Objective:
Please write out every one of the following entries word for word, leaving the pictures out of your answer.
--- Stored records ---
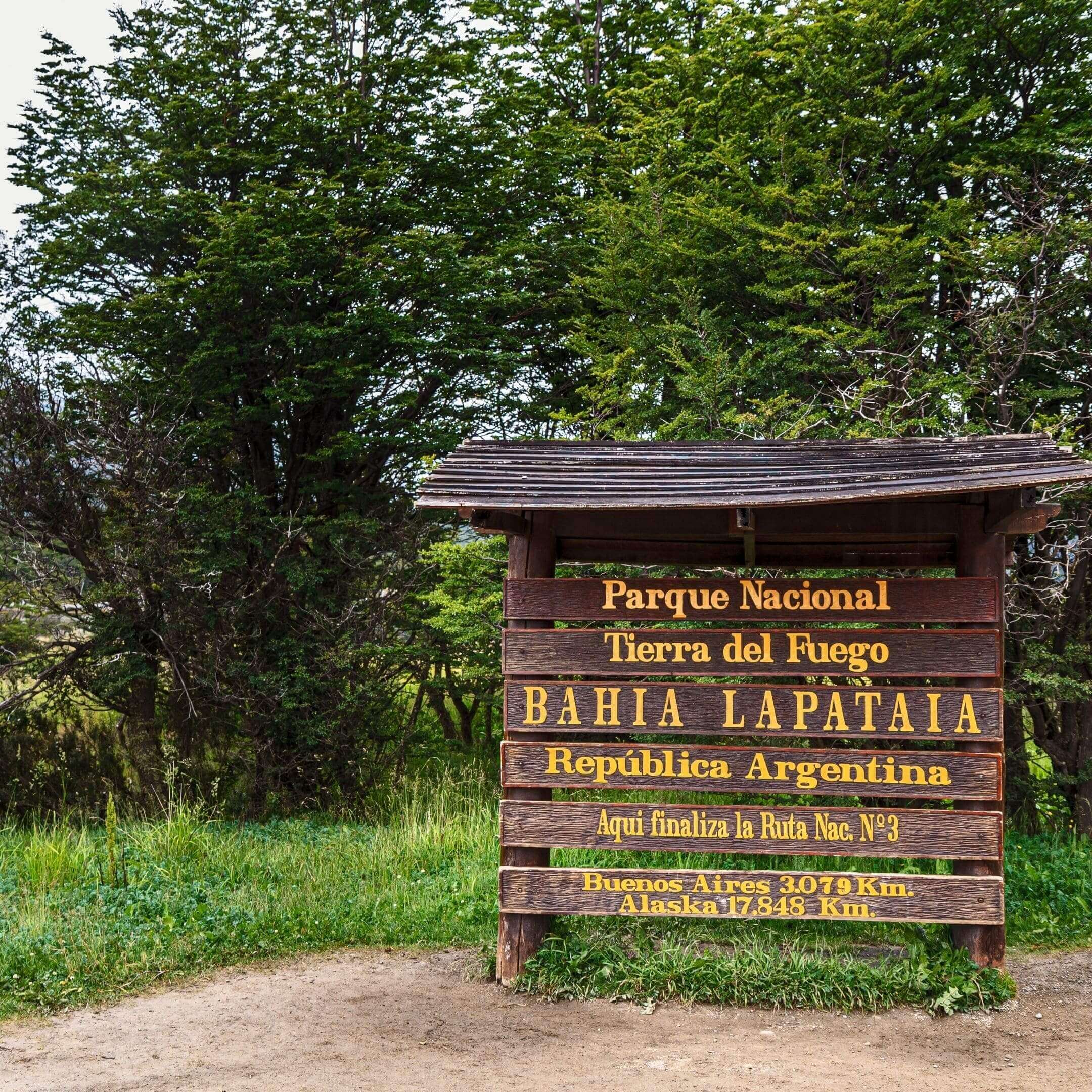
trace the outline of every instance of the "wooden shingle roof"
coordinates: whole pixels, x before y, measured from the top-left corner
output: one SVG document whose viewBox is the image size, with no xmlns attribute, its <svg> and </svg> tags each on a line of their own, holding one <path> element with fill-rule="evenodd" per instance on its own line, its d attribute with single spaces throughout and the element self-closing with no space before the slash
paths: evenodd
<svg viewBox="0 0 1092 1092">
<path fill-rule="evenodd" d="M 893 440 L 467 440 L 419 508 L 650 509 L 928 498 L 1092 479 L 1045 436 Z"/>
</svg>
---
Task solution:
trace the outline of every instance of the "wooden shingle roof"
coordinates: whole pixels, x before y, measured from the top-left corner
output: one SVG document whose viewBox is the image size, with no xmlns attribute, its <svg> and </svg> tags each on a line of their own, holding one <path> element with fill-rule="evenodd" per instance on its own line, its d attribute with single spaces throughout and the element self-closing with no space before the slash
paths: evenodd
<svg viewBox="0 0 1092 1092">
<path fill-rule="evenodd" d="M 893 440 L 467 440 L 419 508 L 650 509 L 928 498 L 1092 479 L 1045 436 Z"/>
</svg>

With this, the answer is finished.